**** 本文

Buell X1 Lightning
最初に書いておくが、
この車両は完全なノーマル状態ではない。
オーナーが油温状態を常に把握していたいとの理由で、
ヨシムラのデジタルメーターが装着されている。
それに伴ってメーターパネルがアルミ削り出しの
ワンオフ物に交換されている、
さらに外装上の好みの問題からエアクリーナーが社外品の物に、
マフラーもYOYOの物に交換されている、等だ。
が、このような部分は、
この手のオートバイを購入した人ならば
誰でも手を付けるところであろうし、
また、基本的な性能にはほとんど影響を及ぼしてないので、
インプレを書くにあたっても問題とはならないだろう。
ビューエルでは、このバイクの事を
「アメリカの暴れん坊」と表現しているのであるが、
これはズバリとコイツの本質を語り尽くしている、
実にうまいコピーである。
どんなところでそう思ったか? それは何と言っても
「迫力がある」としか表現のしようのない、
乗り味そのものに対してだ。
オートバイのキャラクターを決定付けるに際し、
大半を占める事となるエンジンは、
スポーツスター1200のものがベースとなっているので、
最初から「いささか荒っぽい」ものであろうことは
想像するに難くないが、コイツに搭載されているものは、
さらにビューエル社が独自にチューニングを施したものなのだ。

********

解くべき問題:
a: Buell X1 Lightningについての本文を、最初から最後まで一字も変えずにもう一度書いてください。
b: 下の記録から「white」という語を含む行をすべて探し出し、それぞれの行をそのまま書き写してください。

**** 元の記録

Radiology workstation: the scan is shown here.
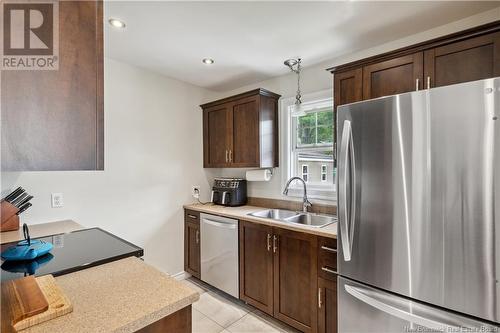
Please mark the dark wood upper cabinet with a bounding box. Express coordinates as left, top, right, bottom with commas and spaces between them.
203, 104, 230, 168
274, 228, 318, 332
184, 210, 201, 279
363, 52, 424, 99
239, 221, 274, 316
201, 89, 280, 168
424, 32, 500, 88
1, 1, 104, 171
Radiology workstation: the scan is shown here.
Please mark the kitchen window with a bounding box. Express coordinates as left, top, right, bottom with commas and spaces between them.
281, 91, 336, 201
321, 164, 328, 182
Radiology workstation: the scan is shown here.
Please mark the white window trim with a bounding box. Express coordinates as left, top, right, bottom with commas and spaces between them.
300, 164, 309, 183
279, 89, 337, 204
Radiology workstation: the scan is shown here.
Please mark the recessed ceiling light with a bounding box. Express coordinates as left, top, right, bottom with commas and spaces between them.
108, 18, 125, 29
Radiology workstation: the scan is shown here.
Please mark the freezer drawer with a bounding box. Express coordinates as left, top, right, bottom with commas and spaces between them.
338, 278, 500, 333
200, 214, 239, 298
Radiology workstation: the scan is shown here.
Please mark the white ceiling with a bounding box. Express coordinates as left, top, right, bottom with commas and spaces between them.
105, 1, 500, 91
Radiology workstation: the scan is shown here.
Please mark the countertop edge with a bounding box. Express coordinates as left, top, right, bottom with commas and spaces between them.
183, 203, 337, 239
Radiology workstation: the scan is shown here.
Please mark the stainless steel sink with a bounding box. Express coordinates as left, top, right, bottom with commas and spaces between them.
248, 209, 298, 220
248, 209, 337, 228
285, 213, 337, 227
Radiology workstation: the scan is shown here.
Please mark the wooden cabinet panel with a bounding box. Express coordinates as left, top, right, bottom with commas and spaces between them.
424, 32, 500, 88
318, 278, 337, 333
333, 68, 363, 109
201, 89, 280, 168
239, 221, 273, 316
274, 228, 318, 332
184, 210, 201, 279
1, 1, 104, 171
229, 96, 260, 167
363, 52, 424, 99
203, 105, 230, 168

********

解答一覧:
a:
Buell X1 Lightning
最初に書いておくが、
この車両は完全なノーマル状態ではない。
オーナーが油温状態を常に把握していたいとの理由で、
ヨシムラのデジタルメーターが装着されている。
それに伴ってメーターパネルがアルミ削り出しの
ワンオフ物に交換されている、
さらに外装上の好みの問題からエアクリーナーが社外品の物に、
マフラーもYOYOの物に交換されている、等だ。
が、このような部分は、
この手のオートバイを購入した人ならば
誰でも手を付けるところであろうし、
また、基本的な性能にはほとんど影響を及ぼしてないので、
インプレを書くにあたっても問題とはならないだろう。
ビューエルでは、このバイクの事を
「アメリカの暴れん坊」と表現しているのであるが、
これはズバリとコイツの本質を語り尽くしている、
実にうまいコピーである。
どんなところでそう思ったか? それは何と言っても
「迫力がある」としか表現のしようのない、
乗り味そのものに対してだ。
オートバイのキャラクターを決定付けるに際し、
大半を占める事となるエンジンは、
スポーツスター1200のものがベースとなっているので、
最初から「いささか荒っぽい」ものであろうことは
想像するに難くないが、コイツに搭載されているものは、
さらにビューエル社が独自にチューニングを施したものなのだ。

b:
Please mark the white window trim with a bounding box. Express coordinates as left, top, right, bottom with commas and spaces between them.
Please mark the white ceiling with a bounding box. Express coordinates as left, top, right, bottom with commas and spaces between them.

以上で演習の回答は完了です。